#### Задание:
Переведите на английский язык предложение из конспекта урока: «Дети больше не слушают своих родителей».

#### Исходный текст:
---*---

Конспект урока литературы . Отцы и дети - вместе или врозь....docx

Федотова Алла Владимировна,

Учитель русского языка и литературы

МБОУ «Бокситогорская СОШ №2»

Г. Бокситогорск

Урок  литературы в 11 классе

Выпускник  современной школы должен иметь целостное представление об окружающем мире  и в частности о литературном процессе. Немаловажно сформировать у учащихся  ценностное отношение к литературе, основанное на понимании связи литературного произведения с жизнью, умении извлекать для себя жизненные уроки. Размышление о литературном произведении – уникальная возможность   создания условий для формирования у учащихся гражданской идентичности, чувства патриотизма, духовно-нравственных качеств.

 

 Отцы и дети: вместе или врозь?

ЦЕЛИ:

Осмысление произведений х/л с общечеловеческой точки зрения.

Создание условий для самопознания и формирования жизненных приоритетов.

 

1. Учебная доминанта.

 

·         «Наша молодежь любит роскошь, она дурно воспитана, она насмехается над начальством и нисколько не уважает стариков. Наши нынешние дети стали тиранами, они не встают, когда в комнату входит пожилой человек, перечат своим родителям».    Сократ, V век  до нашей эры.

·         «Я утратил всякие надежды относительно будущего нашей страны, если сегодняшняя молодежь завтра возьмет в свои руки бразды правления, ибо эта молодежь невыносима, несдержанна, просто ужасна».  греческий поэт Гесиод   VIII век  до нашей эры.

·         «Наш мир достиг критической стадии. Дети больше не слушают своих родителей. Видимо, конец мира уже не так далек».   Египетский  жрец   примерно за 2000 лет до нашей эры.

·         «Молодежь растлена до глубины души. Молодые люди злокозненны и нерадивы. Они никогда не будут походить на молодежь былых времен. Молодое поколение сегодняшнего дня не сумеет сохранить нашу культуру».    надпись сделана в Вавилоне 5000 лет тому назад.

Перед вами несколько цитат. Прочтите их. Что объединяет эти высказывания? Как вы думаете, к какому времени они относятся? Устарели ли они?

Что, по-вашему, стоит за словами «проблема отцов и детей»?

Итак, на этом мы уроке мы поговорим о взаимоотношениях «отцов и детей», вспомним произведения русской литературы, в которых эта проблема затронута.

 

2.  Актуализация материала.

---*---

Записи о поиске названных объектов
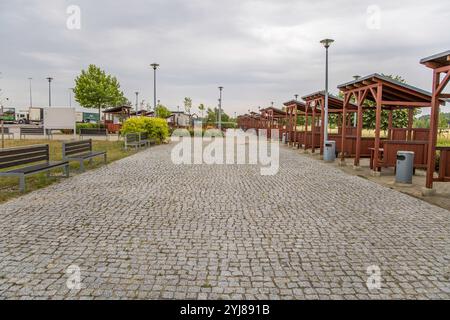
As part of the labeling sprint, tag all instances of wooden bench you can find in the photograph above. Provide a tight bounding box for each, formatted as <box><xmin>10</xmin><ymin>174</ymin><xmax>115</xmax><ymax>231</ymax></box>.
<box><xmin>80</xmin><ymin>128</ymin><xmax>109</xmax><ymax>140</ymax></box>
<box><xmin>0</xmin><ymin>128</ymin><xmax>14</xmax><ymax>139</ymax></box>
<box><xmin>20</xmin><ymin>127</ymin><xmax>52</xmax><ymax>139</ymax></box>
<box><xmin>62</xmin><ymin>139</ymin><xmax>107</xmax><ymax>172</ymax></box>
<box><xmin>0</xmin><ymin>144</ymin><xmax>69</xmax><ymax>192</ymax></box>
<box><xmin>125</xmin><ymin>133</ymin><xmax>147</xmax><ymax>150</ymax></box>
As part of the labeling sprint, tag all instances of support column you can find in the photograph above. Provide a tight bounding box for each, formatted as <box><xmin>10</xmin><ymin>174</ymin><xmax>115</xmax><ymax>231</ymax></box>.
<box><xmin>388</xmin><ymin>109</ymin><xmax>393</xmax><ymax>140</ymax></box>
<box><xmin>426</xmin><ymin>70</ymin><xmax>442</xmax><ymax>189</ymax></box>
<box><xmin>320</xmin><ymin>99</ymin><xmax>325</xmax><ymax>155</ymax></box>
<box><xmin>373</xmin><ymin>84</ymin><xmax>383</xmax><ymax>171</ymax></box>
<box><xmin>341</xmin><ymin>93</ymin><xmax>350</xmax><ymax>165</ymax></box>
<box><xmin>406</xmin><ymin>108</ymin><xmax>414</xmax><ymax>141</ymax></box>
<box><xmin>311</xmin><ymin>104</ymin><xmax>316</xmax><ymax>153</ymax></box>
<box><xmin>354</xmin><ymin>99</ymin><xmax>363</xmax><ymax>167</ymax></box>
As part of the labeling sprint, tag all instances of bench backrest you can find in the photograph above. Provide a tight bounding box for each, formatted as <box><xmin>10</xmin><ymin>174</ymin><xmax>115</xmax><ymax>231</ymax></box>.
<box><xmin>62</xmin><ymin>139</ymin><xmax>92</xmax><ymax>158</ymax></box>
<box><xmin>80</xmin><ymin>128</ymin><xmax>108</xmax><ymax>136</ymax></box>
<box><xmin>0</xmin><ymin>144</ymin><xmax>50</xmax><ymax>169</ymax></box>
<box><xmin>125</xmin><ymin>133</ymin><xmax>139</xmax><ymax>143</ymax></box>
<box><xmin>20</xmin><ymin>127</ymin><xmax>44</xmax><ymax>136</ymax></box>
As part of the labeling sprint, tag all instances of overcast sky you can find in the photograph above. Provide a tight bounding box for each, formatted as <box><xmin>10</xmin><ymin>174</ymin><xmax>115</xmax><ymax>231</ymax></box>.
<box><xmin>0</xmin><ymin>0</ymin><xmax>450</xmax><ymax>115</ymax></box>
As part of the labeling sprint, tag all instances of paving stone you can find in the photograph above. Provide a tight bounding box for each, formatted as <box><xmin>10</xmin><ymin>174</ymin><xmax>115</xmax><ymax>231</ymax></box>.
<box><xmin>0</xmin><ymin>141</ymin><xmax>450</xmax><ymax>299</ymax></box>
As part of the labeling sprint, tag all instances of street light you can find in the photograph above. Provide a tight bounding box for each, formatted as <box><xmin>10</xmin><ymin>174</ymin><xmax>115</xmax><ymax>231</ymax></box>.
<box><xmin>46</xmin><ymin>77</ymin><xmax>53</xmax><ymax>107</ymax></box>
<box><xmin>28</xmin><ymin>77</ymin><xmax>33</xmax><ymax>108</ymax></box>
<box><xmin>134</xmin><ymin>91</ymin><xmax>139</xmax><ymax>115</ymax></box>
<box><xmin>150</xmin><ymin>63</ymin><xmax>159</xmax><ymax>110</ymax></box>
<box><xmin>218</xmin><ymin>87</ymin><xmax>223</xmax><ymax>130</ymax></box>
<box><xmin>320</xmin><ymin>39</ymin><xmax>334</xmax><ymax>148</ymax></box>
<box><xmin>69</xmin><ymin>88</ymin><xmax>74</xmax><ymax>108</ymax></box>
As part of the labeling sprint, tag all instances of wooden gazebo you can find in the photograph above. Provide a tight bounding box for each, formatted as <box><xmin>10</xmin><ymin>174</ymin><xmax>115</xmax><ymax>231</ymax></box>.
<box><xmin>284</xmin><ymin>100</ymin><xmax>306</xmax><ymax>147</ymax></box>
<box><xmin>302</xmin><ymin>90</ymin><xmax>357</xmax><ymax>155</ymax></box>
<box><xmin>338</xmin><ymin>74</ymin><xmax>440</xmax><ymax>171</ymax></box>
<box><xmin>261</xmin><ymin>107</ymin><xmax>286</xmax><ymax>139</ymax></box>
<box><xmin>420</xmin><ymin>50</ymin><xmax>450</xmax><ymax>189</ymax></box>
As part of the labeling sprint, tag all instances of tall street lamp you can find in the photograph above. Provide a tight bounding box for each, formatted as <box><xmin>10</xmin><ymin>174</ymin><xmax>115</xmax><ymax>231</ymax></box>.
<box><xmin>218</xmin><ymin>87</ymin><xmax>223</xmax><ymax>130</ymax></box>
<box><xmin>134</xmin><ymin>91</ymin><xmax>139</xmax><ymax>115</ymax></box>
<box><xmin>28</xmin><ymin>77</ymin><xmax>33</xmax><ymax>108</ymax></box>
<box><xmin>46</xmin><ymin>77</ymin><xmax>53</xmax><ymax>107</ymax></box>
<box><xmin>69</xmin><ymin>88</ymin><xmax>73</xmax><ymax>108</ymax></box>
<box><xmin>150</xmin><ymin>63</ymin><xmax>159</xmax><ymax>110</ymax></box>
<box><xmin>320</xmin><ymin>39</ymin><xmax>334</xmax><ymax>148</ymax></box>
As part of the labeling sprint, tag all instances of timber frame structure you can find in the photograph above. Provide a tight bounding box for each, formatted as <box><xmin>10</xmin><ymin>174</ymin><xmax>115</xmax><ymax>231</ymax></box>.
<box><xmin>284</xmin><ymin>100</ymin><xmax>308</xmax><ymax>146</ymax></box>
<box><xmin>338</xmin><ymin>74</ymin><xmax>438</xmax><ymax>171</ymax></box>
<box><xmin>420</xmin><ymin>50</ymin><xmax>450</xmax><ymax>189</ymax></box>
<box><xmin>302</xmin><ymin>90</ymin><xmax>358</xmax><ymax>155</ymax></box>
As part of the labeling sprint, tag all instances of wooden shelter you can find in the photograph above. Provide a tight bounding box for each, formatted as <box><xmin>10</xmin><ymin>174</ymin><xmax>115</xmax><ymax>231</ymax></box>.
<box><xmin>103</xmin><ymin>106</ymin><xmax>131</xmax><ymax>133</ymax></box>
<box><xmin>261</xmin><ymin>107</ymin><xmax>286</xmax><ymax>139</ymax></box>
<box><xmin>302</xmin><ymin>90</ymin><xmax>358</xmax><ymax>154</ymax></box>
<box><xmin>284</xmin><ymin>100</ymin><xmax>307</xmax><ymax>148</ymax></box>
<box><xmin>420</xmin><ymin>50</ymin><xmax>450</xmax><ymax>189</ymax></box>
<box><xmin>338</xmin><ymin>74</ymin><xmax>440</xmax><ymax>171</ymax></box>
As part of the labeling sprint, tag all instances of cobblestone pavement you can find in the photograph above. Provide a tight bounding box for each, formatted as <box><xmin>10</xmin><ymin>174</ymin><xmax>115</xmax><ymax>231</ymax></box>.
<box><xmin>0</xmin><ymin>141</ymin><xmax>450</xmax><ymax>299</ymax></box>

---*---

#### Решение:
Children no longer listen to their parents.